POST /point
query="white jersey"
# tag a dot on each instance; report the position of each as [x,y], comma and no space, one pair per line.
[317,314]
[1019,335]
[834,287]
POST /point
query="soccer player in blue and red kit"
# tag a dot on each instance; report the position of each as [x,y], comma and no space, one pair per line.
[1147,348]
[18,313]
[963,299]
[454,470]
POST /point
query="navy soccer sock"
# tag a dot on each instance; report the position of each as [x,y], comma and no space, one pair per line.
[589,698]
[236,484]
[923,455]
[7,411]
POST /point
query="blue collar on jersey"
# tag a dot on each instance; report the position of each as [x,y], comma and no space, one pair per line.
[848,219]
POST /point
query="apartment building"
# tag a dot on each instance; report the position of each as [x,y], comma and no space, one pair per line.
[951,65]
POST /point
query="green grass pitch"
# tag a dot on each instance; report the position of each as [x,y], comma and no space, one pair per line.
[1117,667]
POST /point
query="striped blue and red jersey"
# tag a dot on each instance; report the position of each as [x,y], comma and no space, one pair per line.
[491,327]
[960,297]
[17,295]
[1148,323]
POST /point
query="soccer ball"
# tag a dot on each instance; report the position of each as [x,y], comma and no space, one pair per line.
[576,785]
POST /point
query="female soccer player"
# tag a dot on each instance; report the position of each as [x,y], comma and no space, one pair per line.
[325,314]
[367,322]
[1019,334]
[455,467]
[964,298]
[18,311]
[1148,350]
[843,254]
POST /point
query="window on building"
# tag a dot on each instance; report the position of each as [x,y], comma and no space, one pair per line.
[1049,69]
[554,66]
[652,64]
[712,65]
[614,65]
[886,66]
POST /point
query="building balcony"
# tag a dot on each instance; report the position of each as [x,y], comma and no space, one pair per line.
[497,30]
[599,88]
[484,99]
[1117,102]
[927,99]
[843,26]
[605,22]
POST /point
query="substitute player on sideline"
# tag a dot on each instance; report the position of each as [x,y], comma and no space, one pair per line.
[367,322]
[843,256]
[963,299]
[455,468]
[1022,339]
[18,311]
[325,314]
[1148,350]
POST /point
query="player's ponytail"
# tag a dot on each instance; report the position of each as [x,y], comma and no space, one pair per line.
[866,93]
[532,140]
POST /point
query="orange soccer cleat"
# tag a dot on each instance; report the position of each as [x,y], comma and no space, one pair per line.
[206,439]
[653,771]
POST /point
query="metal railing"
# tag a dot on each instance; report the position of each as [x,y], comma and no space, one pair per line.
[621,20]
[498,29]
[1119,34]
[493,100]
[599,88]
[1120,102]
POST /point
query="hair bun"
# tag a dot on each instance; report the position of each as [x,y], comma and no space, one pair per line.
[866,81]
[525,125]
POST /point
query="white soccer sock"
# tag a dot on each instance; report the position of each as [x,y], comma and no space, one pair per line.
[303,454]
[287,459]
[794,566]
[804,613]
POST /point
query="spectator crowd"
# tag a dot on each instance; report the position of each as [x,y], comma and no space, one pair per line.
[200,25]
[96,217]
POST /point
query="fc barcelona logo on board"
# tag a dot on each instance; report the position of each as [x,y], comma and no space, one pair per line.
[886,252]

---

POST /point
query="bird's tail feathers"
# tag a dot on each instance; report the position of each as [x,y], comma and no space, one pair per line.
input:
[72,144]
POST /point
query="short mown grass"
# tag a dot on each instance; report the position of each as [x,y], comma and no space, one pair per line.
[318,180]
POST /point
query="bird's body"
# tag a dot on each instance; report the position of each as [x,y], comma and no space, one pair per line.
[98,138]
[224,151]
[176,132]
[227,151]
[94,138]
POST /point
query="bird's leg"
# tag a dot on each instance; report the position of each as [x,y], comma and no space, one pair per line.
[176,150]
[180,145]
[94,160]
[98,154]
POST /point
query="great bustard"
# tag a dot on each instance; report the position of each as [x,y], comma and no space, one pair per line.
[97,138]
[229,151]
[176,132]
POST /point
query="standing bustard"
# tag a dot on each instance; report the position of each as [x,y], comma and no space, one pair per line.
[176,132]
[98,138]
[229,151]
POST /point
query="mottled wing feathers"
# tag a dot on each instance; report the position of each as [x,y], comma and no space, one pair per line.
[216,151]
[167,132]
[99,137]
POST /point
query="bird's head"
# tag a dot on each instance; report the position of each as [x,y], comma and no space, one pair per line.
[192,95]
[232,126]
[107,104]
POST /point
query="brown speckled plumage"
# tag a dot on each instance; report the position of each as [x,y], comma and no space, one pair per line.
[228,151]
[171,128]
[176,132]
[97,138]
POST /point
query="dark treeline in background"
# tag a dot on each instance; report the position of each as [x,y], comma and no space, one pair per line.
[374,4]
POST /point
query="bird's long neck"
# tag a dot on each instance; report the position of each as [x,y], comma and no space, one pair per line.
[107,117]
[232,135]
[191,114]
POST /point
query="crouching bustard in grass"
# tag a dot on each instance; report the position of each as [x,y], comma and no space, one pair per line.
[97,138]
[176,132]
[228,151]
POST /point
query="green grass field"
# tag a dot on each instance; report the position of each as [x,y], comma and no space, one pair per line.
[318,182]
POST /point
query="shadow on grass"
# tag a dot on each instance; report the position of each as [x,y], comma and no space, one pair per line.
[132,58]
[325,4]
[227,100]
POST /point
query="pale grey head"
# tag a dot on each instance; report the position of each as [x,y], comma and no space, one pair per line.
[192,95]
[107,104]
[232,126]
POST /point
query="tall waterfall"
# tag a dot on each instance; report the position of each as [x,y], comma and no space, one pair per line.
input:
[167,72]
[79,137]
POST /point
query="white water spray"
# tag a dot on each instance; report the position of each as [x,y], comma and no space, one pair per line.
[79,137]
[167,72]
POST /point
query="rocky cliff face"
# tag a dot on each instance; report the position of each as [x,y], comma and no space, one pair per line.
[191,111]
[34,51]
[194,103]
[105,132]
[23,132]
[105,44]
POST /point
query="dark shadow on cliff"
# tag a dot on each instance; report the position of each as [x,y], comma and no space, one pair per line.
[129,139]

--

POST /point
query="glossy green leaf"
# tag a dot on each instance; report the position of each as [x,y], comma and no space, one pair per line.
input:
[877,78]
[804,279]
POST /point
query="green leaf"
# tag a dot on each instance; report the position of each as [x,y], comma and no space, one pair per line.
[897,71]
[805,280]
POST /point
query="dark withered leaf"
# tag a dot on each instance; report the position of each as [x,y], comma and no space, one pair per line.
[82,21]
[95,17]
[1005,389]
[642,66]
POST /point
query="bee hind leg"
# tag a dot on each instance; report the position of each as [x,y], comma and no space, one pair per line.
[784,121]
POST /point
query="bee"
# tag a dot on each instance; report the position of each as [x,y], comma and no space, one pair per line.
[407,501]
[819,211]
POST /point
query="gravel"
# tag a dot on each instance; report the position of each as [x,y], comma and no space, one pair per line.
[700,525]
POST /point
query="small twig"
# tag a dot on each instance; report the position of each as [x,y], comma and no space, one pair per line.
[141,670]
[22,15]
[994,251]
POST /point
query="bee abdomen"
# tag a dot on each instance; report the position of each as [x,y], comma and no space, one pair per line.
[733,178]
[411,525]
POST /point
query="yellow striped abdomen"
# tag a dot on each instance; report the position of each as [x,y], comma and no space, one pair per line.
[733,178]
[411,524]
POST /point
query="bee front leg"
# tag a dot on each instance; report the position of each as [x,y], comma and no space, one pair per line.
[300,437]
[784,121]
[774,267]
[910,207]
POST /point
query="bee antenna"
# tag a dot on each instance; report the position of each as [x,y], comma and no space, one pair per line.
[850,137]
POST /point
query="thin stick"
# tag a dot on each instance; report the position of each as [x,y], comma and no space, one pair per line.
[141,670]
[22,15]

◆ **Request**: Gather every line of the data above that contains the string "soccer", matching case exactly.

◆ **Task result**:
query="soccer player in blue and red kit"
query="navy soccer sock"
query="soccer ball"
query="female soccer player"
query="orange soccer cleat"
query="white soccer sock"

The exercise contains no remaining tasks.